Does a bigger intercooler help since i will be running that little pulley? as far as charger getting really hot? hey im still in search for the ptfe spray that people use whennot running the boost return..... know where i can score on that stuff?


----------



## G60 Carat (May 14, 2004)

I still say it's a myth about the bigger crank pulley. My engine was from a Passat Syncro Auto-tragic car. Crank pulley is the same.


----------



## GTI1-G60 (Oct 7, 2002)

*Re: (G60 Carat)*


_Quote, originally posted by *G60 Carat* »_I still say it's a myth about the bigger crank pulley. My engine was from a Passat Syncro Auto-tragic car. Crank pulley is the same.

Welcome in the land of VAG. Some Passats have them. The Rallye golf always with the 1H engine. The PG not. 
So myth busted don't wirte to discoverychannel


----------



## jeffs vw (Apr 29, 2007)

*Re: (GTI1-G60)*

What about bigger crank pulley whats the advantage?


----------



## G60 Carat (May 14, 2004)

Same as running a slighty smaller charger pulley.


----------



## jeffs vw (Apr 29, 2007)

***

» SHORT TASK 1
According to the forum thread on G60 pulleys, what is the advantage of a bigger crank pulley?
The forum thread and the entries come from unrelated sources.

***

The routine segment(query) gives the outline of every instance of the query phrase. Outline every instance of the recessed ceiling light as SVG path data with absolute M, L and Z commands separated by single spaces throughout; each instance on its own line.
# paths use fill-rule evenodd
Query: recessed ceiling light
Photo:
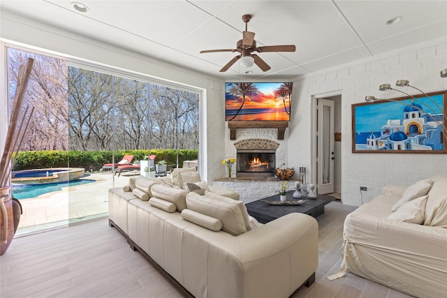
M 402 17 L 394 17 L 388 20 L 386 22 L 387 25 L 393 25 L 394 24 L 398 23 L 402 20 Z
M 76 10 L 79 11 L 80 13 L 87 13 L 89 10 L 90 10 L 88 7 L 87 7 L 85 5 L 82 4 L 82 3 L 71 2 L 71 6 L 73 6 L 73 8 L 75 8 Z

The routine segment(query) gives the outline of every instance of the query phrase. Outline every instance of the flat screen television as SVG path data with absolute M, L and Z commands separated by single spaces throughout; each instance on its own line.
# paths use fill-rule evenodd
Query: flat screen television
M 290 121 L 291 82 L 225 83 L 226 121 Z

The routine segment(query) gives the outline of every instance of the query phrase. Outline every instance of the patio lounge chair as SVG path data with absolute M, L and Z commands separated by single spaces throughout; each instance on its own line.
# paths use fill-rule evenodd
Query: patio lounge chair
M 123 157 L 123 159 L 121 160 L 121 161 L 118 162 L 118 163 L 105 163 L 104 165 L 103 165 L 102 167 L 102 170 L 103 171 L 104 170 L 112 170 L 112 168 L 115 168 L 116 167 L 117 167 L 119 165 L 129 165 L 130 163 L 132 163 L 132 161 L 133 160 L 133 155 L 125 155 L 124 157 Z
M 115 170 L 114 174 L 116 175 L 117 173 L 118 173 L 118 177 L 119 177 L 122 172 L 133 171 L 135 170 L 139 170 L 141 166 L 140 165 L 118 165 L 117 170 Z

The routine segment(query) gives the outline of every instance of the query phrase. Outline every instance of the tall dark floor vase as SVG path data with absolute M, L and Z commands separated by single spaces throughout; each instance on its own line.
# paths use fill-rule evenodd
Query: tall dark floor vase
M 10 194 L 10 188 L 0 187 L 0 255 L 6 252 L 13 241 L 22 214 L 22 205 Z

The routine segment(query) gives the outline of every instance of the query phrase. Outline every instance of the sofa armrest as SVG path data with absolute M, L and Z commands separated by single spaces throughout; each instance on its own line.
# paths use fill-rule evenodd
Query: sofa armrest
M 305 244 L 308 257 L 316 255 L 318 265 L 318 224 L 311 216 L 291 213 L 237 236 L 241 261 L 251 262 L 277 253 L 297 244 Z M 261 248 L 261 249 L 260 249 Z
M 447 229 L 353 213 L 344 238 L 348 271 L 412 297 L 447 292 Z
M 427 266 L 447 268 L 447 229 L 354 212 L 346 216 L 344 230 L 348 242 L 388 251 L 407 262 L 423 257 L 430 260 Z
M 228 188 L 220 186 L 208 186 L 210 191 L 215 193 L 216 195 L 221 195 L 222 197 L 230 198 L 230 199 L 239 200 L 239 193 L 235 191 L 232 191 Z
M 400 185 L 386 185 L 382 188 L 382 195 L 402 197 L 407 186 Z

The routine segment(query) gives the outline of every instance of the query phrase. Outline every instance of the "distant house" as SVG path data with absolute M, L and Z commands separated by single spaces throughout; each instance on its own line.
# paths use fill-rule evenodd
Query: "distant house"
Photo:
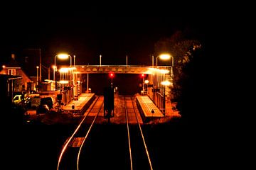
M 36 81 L 33 81 L 22 70 L 18 62 L 15 60 L 15 55 L 11 55 L 11 61 L 5 65 L 2 66 L 0 71 L 1 74 L 6 74 L 9 76 L 21 76 L 22 79 L 18 79 L 14 82 L 13 90 L 14 92 L 22 91 L 35 90 Z

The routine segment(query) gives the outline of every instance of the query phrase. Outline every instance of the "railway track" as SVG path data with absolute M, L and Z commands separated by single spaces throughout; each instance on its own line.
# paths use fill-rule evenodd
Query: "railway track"
M 63 144 L 58 170 L 153 169 L 134 98 L 119 96 L 119 110 L 125 115 L 126 124 L 95 124 L 103 112 L 103 96 L 97 97 Z

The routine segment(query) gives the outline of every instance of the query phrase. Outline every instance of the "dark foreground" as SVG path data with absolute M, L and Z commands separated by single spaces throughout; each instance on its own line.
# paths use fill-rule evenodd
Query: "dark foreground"
M 126 153 L 115 151 L 119 149 L 123 144 L 117 142 L 122 141 L 120 137 L 127 140 L 126 133 L 119 135 L 113 132 L 118 129 L 123 129 L 122 126 L 124 125 L 98 125 L 92 130 L 92 132 L 95 132 L 92 135 L 94 139 L 93 144 L 88 142 L 88 148 L 90 144 L 93 144 L 93 147 L 100 144 L 101 148 L 104 148 L 104 139 L 110 138 L 108 143 L 111 143 L 113 152 L 106 154 L 101 153 L 100 149 L 95 152 L 90 151 L 95 159 L 85 166 L 86 169 L 110 167 L 112 167 L 112 169 L 129 169 L 127 167 L 126 163 L 122 164 L 129 162 L 129 157 L 127 157 L 127 160 L 120 160 L 124 157 L 112 155 L 112 153 L 117 153 L 129 157 Z M 5 146 L 9 148 L 5 152 L 6 163 L 10 162 L 8 164 L 9 169 L 16 169 L 17 166 L 19 169 L 56 169 L 62 144 L 75 128 L 75 125 L 23 125 L 16 130 L 12 130 L 12 135 L 8 135 L 9 137 L 5 142 Z M 100 129 L 105 129 L 105 132 L 105 132 L 104 135 L 98 136 L 97 134 Z M 208 159 L 205 155 L 207 154 L 210 146 L 205 144 L 206 138 L 202 137 L 203 134 L 199 132 L 195 126 L 177 121 L 169 124 L 144 125 L 142 129 L 154 169 L 182 169 L 188 165 L 190 168 L 202 168 L 204 164 L 202 162 Z M 108 144 L 106 144 L 106 147 L 107 147 Z M 97 155 L 99 157 L 109 155 L 108 159 L 97 159 Z M 97 168 L 91 167 L 94 163 L 97 165 Z

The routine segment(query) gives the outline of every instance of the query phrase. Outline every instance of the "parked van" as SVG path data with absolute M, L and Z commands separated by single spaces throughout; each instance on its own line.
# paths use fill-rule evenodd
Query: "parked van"
M 13 102 L 14 103 L 14 104 L 18 104 L 21 101 L 21 94 L 15 95 L 13 99 Z
M 36 109 L 40 105 L 40 96 L 34 96 L 31 98 L 31 108 Z

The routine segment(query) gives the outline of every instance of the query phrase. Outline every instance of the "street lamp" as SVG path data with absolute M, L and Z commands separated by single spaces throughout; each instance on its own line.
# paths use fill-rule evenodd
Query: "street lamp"
M 2 67 L 3 67 L 3 69 L 4 69 L 4 74 L 5 74 L 5 70 L 4 70 L 6 66 L 5 66 L 5 65 L 3 65 Z
M 171 82 L 169 81 L 164 81 L 161 82 L 161 84 L 163 85 L 164 87 L 164 101 L 163 101 L 163 108 L 164 108 L 164 115 L 166 115 L 166 98 L 165 98 L 165 89 L 166 89 L 166 86 L 170 86 L 171 85 Z
M 100 67 L 101 67 L 101 57 L 102 57 L 102 55 L 100 55 Z
M 161 60 L 168 60 L 171 58 L 171 55 L 169 54 L 162 54 L 162 55 L 160 55 L 159 56 L 156 57 L 156 67 L 157 67 L 157 59 L 160 57 Z
M 147 93 L 147 88 L 148 88 L 148 84 L 149 83 L 149 80 L 145 80 L 145 84 L 146 85 L 146 93 Z
M 67 54 L 59 54 L 59 55 L 56 55 L 55 57 L 54 57 L 54 66 L 53 66 L 53 69 L 54 69 L 54 72 L 53 72 L 53 75 L 55 75 L 55 72 L 56 72 L 56 69 L 57 69 L 57 67 L 56 67 L 56 57 L 58 58 L 58 59 L 60 59 L 60 60 L 65 60 L 65 59 L 68 59 L 69 57 L 70 57 L 70 67 L 72 66 L 72 57 L 71 55 L 67 55 Z M 74 55 L 74 57 L 75 57 L 75 56 Z M 74 60 L 74 63 L 75 63 L 75 60 Z M 53 76 L 53 81 L 55 81 L 55 76 Z
M 38 69 L 39 67 L 36 67 L 36 91 L 38 91 Z

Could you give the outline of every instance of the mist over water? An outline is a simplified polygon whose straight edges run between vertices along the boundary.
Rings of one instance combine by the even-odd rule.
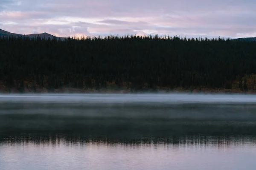
[[[254,95],[0,95],[0,169],[254,169],[256,113]]]

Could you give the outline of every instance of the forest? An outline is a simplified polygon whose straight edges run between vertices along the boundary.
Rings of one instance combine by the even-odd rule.
[[[246,91],[254,90],[254,74],[256,42],[157,35],[0,37],[0,88],[9,92],[100,91],[113,84],[135,91]]]

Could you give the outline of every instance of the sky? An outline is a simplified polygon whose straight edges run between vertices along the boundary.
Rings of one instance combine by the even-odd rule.
[[[256,37],[255,0],[0,0],[0,28],[58,37]]]

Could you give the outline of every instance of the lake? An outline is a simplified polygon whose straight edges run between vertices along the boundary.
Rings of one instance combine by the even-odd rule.
[[[254,170],[256,96],[0,95],[0,170]]]

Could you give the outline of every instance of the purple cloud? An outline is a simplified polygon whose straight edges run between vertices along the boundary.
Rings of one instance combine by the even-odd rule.
[[[1,0],[0,28],[67,37],[256,36],[252,0]]]

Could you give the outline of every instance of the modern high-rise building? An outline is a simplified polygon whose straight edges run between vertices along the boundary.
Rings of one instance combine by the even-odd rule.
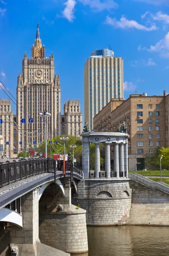
[[[82,115],[80,111],[80,100],[64,103],[64,114],[62,116],[62,134],[79,136],[82,131]]]
[[[61,134],[60,86],[59,75],[54,75],[52,52],[45,57],[37,24],[31,58],[26,52],[22,62],[22,74],[19,74],[17,88],[18,119],[18,150],[32,147],[45,140],[44,119],[39,112],[51,113],[47,117],[48,138]],[[32,122],[32,120],[33,122]]]
[[[0,157],[13,157],[13,115],[10,100],[0,99]]]
[[[123,59],[108,49],[93,52],[84,68],[84,121],[93,118],[111,99],[123,99]]]

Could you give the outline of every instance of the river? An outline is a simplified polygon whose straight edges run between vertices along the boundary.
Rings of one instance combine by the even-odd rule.
[[[83,256],[169,255],[169,227],[88,227],[87,235],[89,252]]]

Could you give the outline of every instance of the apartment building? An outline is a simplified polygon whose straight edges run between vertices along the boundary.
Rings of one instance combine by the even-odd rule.
[[[135,170],[136,159],[137,169],[142,169],[144,167],[145,154],[152,154],[158,148],[166,146],[167,142],[168,143],[166,132],[168,131],[166,108],[167,115],[169,113],[168,99],[168,96],[132,94],[104,118],[101,112],[103,113],[110,109],[108,104],[94,118],[96,131],[101,131],[102,129],[98,125],[99,115],[101,117],[100,123],[104,124],[104,127],[110,131],[118,131],[119,125],[123,123],[127,125],[130,136],[128,140],[130,170]],[[108,125],[106,126],[107,123]]]
[[[84,121],[90,130],[93,118],[111,99],[123,99],[123,59],[111,49],[93,52],[84,67]]]
[[[80,100],[64,103],[64,115],[61,116],[62,134],[78,137],[82,131],[82,114]]]
[[[13,157],[13,115],[10,100],[0,99],[0,157]]]

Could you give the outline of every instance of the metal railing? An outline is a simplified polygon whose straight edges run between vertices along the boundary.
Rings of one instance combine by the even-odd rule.
[[[56,165],[56,161],[57,165]],[[57,166],[57,167],[56,167]],[[63,161],[54,159],[34,159],[13,162],[7,161],[0,163],[0,187],[10,185],[31,176],[45,173],[62,171],[63,174]],[[76,172],[80,175],[77,169]],[[73,176],[73,163],[65,161],[65,173]]]

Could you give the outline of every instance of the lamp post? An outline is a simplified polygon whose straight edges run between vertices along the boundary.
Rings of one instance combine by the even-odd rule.
[[[134,147],[135,148],[135,146]],[[135,148],[135,171],[137,171],[137,149]]]
[[[77,148],[77,146],[76,145],[70,145],[70,147],[73,148],[73,166],[74,167],[74,149]]]
[[[63,137],[61,137],[60,138],[60,140],[63,140],[63,142],[64,142],[64,157],[65,157],[65,141],[67,140],[68,140],[69,138],[68,137],[66,137],[65,136],[63,136]]]
[[[42,113],[39,113],[40,116],[44,117],[45,122],[45,158],[47,158],[47,139],[46,136],[46,116],[51,116],[51,114],[47,112],[47,111],[43,111]]]
[[[161,182],[161,159],[163,158],[163,155],[160,157],[160,182]]]

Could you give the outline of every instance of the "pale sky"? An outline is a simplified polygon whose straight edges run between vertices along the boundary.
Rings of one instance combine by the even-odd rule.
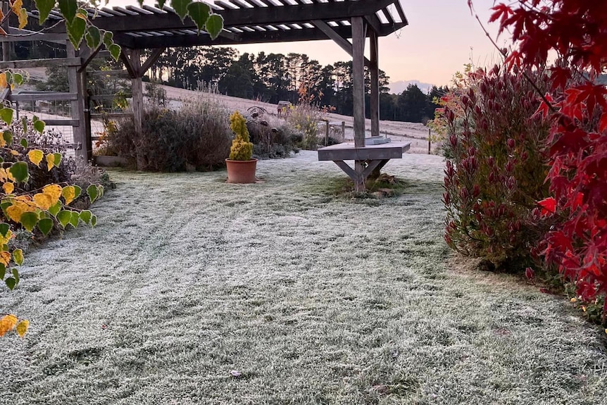
[[[154,1],[146,0],[145,4],[153,5]],[[467,0],[403,0],[402,4],[409,25],[380,38],[380,68],[389,76],[390,82],[418,80],[448,85],[453,73],[461,70],[465,63],[492,66],[499,60],[499,53],[470,15]],[[484,23],[489,20],[494,0],[474,0],[476,11]],[[126,4],[137,5],[137,1],[111,0],[109,3],[109,6]],[[485,27],[495,38],[496,24],[485,23]],[[503,35],[498,44],[508,44],[506,39]],[[306,54],[322,65],[350,60],[349,55],[330,40],[234,47],[241,54],[261,51]]]

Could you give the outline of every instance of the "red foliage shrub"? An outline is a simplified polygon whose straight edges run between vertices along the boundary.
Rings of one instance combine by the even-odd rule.
[[[534,114],[539,101],[520,74],[495,67],[468,75],[468,88],[447,96],[442,114],[452,157],[445,170],[445,239],[496,268],[522,270],[542,236],[532,211],[549,195],[549,123]],[[544,75],[533,77],[547,82]]]
[[[508,66],[544,66],[549,51],[557,54],[539,108],[552,124],[548,179],[553,197],[540,205],[544,215],[565,220],[547,234],[541,251],[582,299],[596,302],[607,294],[607,89],[596,81],[607,62],[607,1],[539,4],[498,4],[492,20],[518,42]],[[580,77],[572,85],[572,71]]]

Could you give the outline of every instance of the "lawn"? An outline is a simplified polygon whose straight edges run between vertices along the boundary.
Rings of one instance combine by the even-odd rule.
[[[93,230],[30,251],[0,308],[0,404],[606,404],[607,335],[561,297],[468,270],[441,158],[336,197],[314,152],[225,172],[111,173]]]

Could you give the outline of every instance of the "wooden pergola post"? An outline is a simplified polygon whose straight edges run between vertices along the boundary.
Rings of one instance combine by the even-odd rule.
[[[369,42],[371,63],[369,73],[371,77],[371,136],[380,136],[380,63],[377,33],[370,29]]]
[[[352,92],[354,147],[365,147],[365,24],[362,17],[352,18]],[[364,192],[363,161],[354,161],[354,191]]]

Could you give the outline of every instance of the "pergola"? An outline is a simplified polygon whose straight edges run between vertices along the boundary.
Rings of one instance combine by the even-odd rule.
[[[215,40],[211,40],[205,32],[199,31],[189,18],[182,22],[175,11],[167,6],[159,9],[149,6],[141,8],[127,6],[89,11],[90,17],[95,17],[94,25],[113,32],[115,42],[123,47],[120,57],[132,80],[132,109],[137,130],[141,130],[143,110],[142,77],[167,47],[330,39],[353,59],[355,146],[365,147],[365,66],[368,67],[371,79],[371,134],[379,136],[377,39],[408,24],[401,0],[217,0],[208,4],[213,13],[221,15],[224,20],[224,29]],[[65,25],[57,24],[61,19],[58,12],[52,11],[46,23],[50,27],[44,33],[32,33],[21,37],[4,37],[0,42],[65,42],[67,58],[8,62],[5,58],[0,63],[0,68],[52,64],[68,67],[70,90],[66,99],[72,101],[72,121],[77,121],[73,123],[75,140],[87,145],[78,153],[88,159],[91,157],[91,142],[84,121],[85,68],[99,50],[88,49],[85,44],[79,49],[74,49],[67,41]],[[11,27],[4,28],[10,34],[23,33]],[[369,38],[370,47],[368,59],[364,56],[366,38]],[[348,40],[350,39],[351,42]],[[153,51],[146,61],[142,61],[142,51],[145,49]],[[7,52],[3,52],[4,56],[6,54]]]

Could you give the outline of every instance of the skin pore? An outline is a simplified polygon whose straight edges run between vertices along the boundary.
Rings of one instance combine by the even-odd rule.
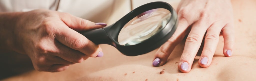
[[[160,66],[153,67],[152,65],[152,59],[157,49],[146,54],[129,57],[121,53],[111,46],[102,45],[100,46],[104,55],[101,58],[89,58],[81,63],[70,65],[69,69],[59,72],[32,70],[5,78],[4,80],[35,80],[39,79],[45,80],[255,80],[256,30],[254,29],[256,21],[253,19],[256,19],[254,16],[256,11],[252,10],[256,9],[255,3],[253,0],[232,1],[236,36],[233,55],[230,57],[223,55],[223,39],[221,36],[211,65],[206,68],[202,68],[199,65],[198,61],[200,56],[197,56],[189,72],[183,73],[178,70],[177,66],[185,44],[185,40],[183,39],[174,50],[167,62]],[[5,60],[1,59],[2,62]],[[17,65],[8,66],[19,67]],[[159,72],[163,69],[164,73],[160,74]]]

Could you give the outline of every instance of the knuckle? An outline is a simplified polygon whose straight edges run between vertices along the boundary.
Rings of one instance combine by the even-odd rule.
[[[219,36],[216,34],[206,34],[205,36],[205,40],[206,41],[212,40],[217,41],[218,40]]]
[[[69,17],[72,15],[71,14],[67,12],[61,12],[60,13],[61,13],[61,14],[63,16]]]
[[[51,72],[61,72],[66,70],[68,69],[68,66],[69,66],[69,65],[67,65],[62,67],[57,68],[55,68],[54,69],[53,69],[52,68],[54,68],[55,67],[52,67],[52,68],[48,70],[47,70],[47,71]]]
[[[86,20],[85,19],[83,19],[82,18],[80,18],[81,20],[80,25],[82,26],[86,26],[88,25],[88,21]]]
[[[200,19],[208,19],[210,16],[208,10],[204,10],[201,11],[200,13]]]
[[[74,61],[74,62],[76,63],[81,63],[83,61],[83,58],[81,57],[80,58],[77,59]]]
[[[44,29],[47,34],[52,34],[54,29],[54,24],[51,22],[50,19],[45,18],[43,20],[41,26]]]
[[[189,9],[187,9],[186,8],[182,8],[179,11],[178,14],[179,15],[179,17],[182,18],[187,18],[189,17]]]
[[[203,49],[203,51],[205,54],[212,54],[214,53],[213,51],[211,49],[209,48],[206,48]]]
[[[190,52],[185,52],[182,54],[181,55],[181,59],[182,59],[183,60],[188,60],[188,59],[194,59],[195,58],[195,56],[193,56],[193,54]]]
[[[78,50],[82,49],[83,46],[87,44],[84,40],[82,38],[75,38],[71,40],[71,46],[74,49]]]
[[[36,46],[36,48],[39,53],[44,54],[47,53],[49,52],[48,51],[48,46],[44,43],[41,42],[38,44]]]
[[[174,34],[166,42],[167,43],[170,44],[176,44],[175,40],[177,39],[177,37],[175,34]]]
[[[191,43],[199,45],[200,43],[199,35],[197,34],[194,34],[188,36],[186,40],[186,42]]]

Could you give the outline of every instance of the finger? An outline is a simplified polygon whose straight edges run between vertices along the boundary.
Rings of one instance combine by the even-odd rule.
[[[62,71],[68,69],[69,65],[56,64],[52,65],[47,71],[55,72]]]
[[[219,42],[220,33],[224,26],[224,25],[215,22],[207,29],[204,48],[198,60],[199,64],[201,66],[206,67],[211,64]]]
[[[59,57],[57,56],[53,56],[52,58],[48,60],[49,62],[51,63],[51,64],[59,64],[63,65],[70,65],[75,63],[64,60]]]
[[[172,37],[156,52],[152,63],[153,66],[162,66],[165,63],[175,47],[184,38],[188,26],[188,24],[185,19],[179,20],[178,27]]]
[[[222,29],[222,33],[224,39],[223,54],[226,57],[232,55],[232,49],[234,44],[234,26],[232,23],[228,23]]]
[[[55,37],[63,45],[90,57],[95,57],[98,54],[103,55],[101,48],[99,45],[81,34],[67,27],[62,27],[58,30],[55,32]]]
[[[53,59],[60,60],[60,61],[61,60],[60,59],[61,59],[72,62],[79,63],[86,60],[88,57],[80,51],[69,48],[58,42],[55,42],[54,44],[56,48],[55,50],[57,51],[56,54],[53,55],[61,58],[58,58],[57,57],[55,57],[55,58]],[[52,61],[52,62],[54,61]],[[58,63],[54,63],[54,64],[65,64]]]
[[[191,69],[193,61],[200,47],[204,36],[207,28],[209,26],[207,26],[205,23],[198,21],[195,22],[192,27],[186,40],[183,52],[178,64],[179,69],[182,72],[187,72]]]
[[[69,14],[60,12],[61,20],[70,28],[76,31],[87,30],[102,28],[106,23],[95,23],[90,21]]]

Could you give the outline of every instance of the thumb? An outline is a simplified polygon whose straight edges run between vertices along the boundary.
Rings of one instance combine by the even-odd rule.
[[[89,20],[73,16],[69,14],[60,12],[60,19],[69,28],[77,31],[88,30],[104,27],[107,25],[103,23],[95,23]]]

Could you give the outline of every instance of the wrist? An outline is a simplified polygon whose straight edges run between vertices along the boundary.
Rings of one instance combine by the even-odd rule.
[[[14,31],[22,13],[0,13],[0,50],[17,51]]]

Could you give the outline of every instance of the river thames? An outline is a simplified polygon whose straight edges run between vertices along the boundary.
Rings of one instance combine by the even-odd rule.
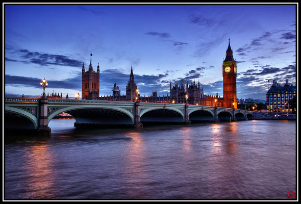
[[[141,130],[80,129],[5,136],[5,199],[290,199],[296,121]]]

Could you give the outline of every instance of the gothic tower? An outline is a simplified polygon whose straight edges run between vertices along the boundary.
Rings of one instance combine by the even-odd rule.
[[[133,65],[131,69],[131,74],[130,75],[130,81],[127,85],[126,94],[127,100],[133,101],[135,100],[136,97],[140,96],[140,94],[136,93],[137,90],[137,85],[134,80],[134,74],[133,73]]]
[[[83,63],[82,69],[82,98],[92,99],[99,96],[99,65],[97,65],[95,72],[92,66],[92,53],[90,54],[89,69],[85,72],[85,66]]]
[[[236,98],[236,62],[233,58],[233,52],[229,45],[226,51],[226,57],[222,63],[223,107],[237,108]]]

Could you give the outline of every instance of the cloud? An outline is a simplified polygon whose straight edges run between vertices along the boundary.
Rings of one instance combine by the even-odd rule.
[[[168,38],[170,37],[170,35],[168,33],[148,32],[145,33],[145,34],[153,36],[158,36],[163,38]]]
[[[12,60],[11,59],[8,58],[7,57],[5,58],[5,61],[11,61],[11,62],[19,62],[18,60]]]
[[[79,7],[79,9],[80,9],[80,10],[82,10],[83,11],[84,11],[89,12],[91,13],[96,15],[97,15],[97,16],[103,15],[104,13],[102,11],[99,11],[99,10],[93,9],[90,8],[88,8],[86,6],[85,7],[84,6],[80,6],[80,7]]]
[[[189,18],[191,23],[197,24],[199,26],[210,26],[214,22],[213,20],[201,16],[196,16],[194,15],[191,15]]]
[[[42,66],[59,65],[76,67],[81,67],[82,64],[82,62],[64,55],[30,52],[28,49],[20,49],[18,51],[21,58],[24,59],[21,62],[24,63],[32,63]]]
[[[284,39],[286,40],[290,40],[290,39],[296,39],[296,35],[294,35],[290,32],[283,33],[281,34],[282,37],[280,38],[280,39]]]
[[[41,79],[31,77],[5,75],[5,85],[13,86],[14,87],[34,87],[41,88],[40,82]],[[47,89],[62,88],[66,89],[82,89],[82,73],[79,73],[74,77],[66,79],[61,81],[47,80],[48,85]]]
[[[187,42],[176,42],[176,41],[173,41],[173,46],[184,45],[187,45],[188,44]]]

***

» SHORT TASK 2
State how many lines of the entries contain the word "building", treating uppercase and lowercase as distinct. Reply with the number alone.

» COMPLETE ANSWER 1
It is the same as running a slightly smaller charger pulley.

» COMPLETE ANSWER 2
2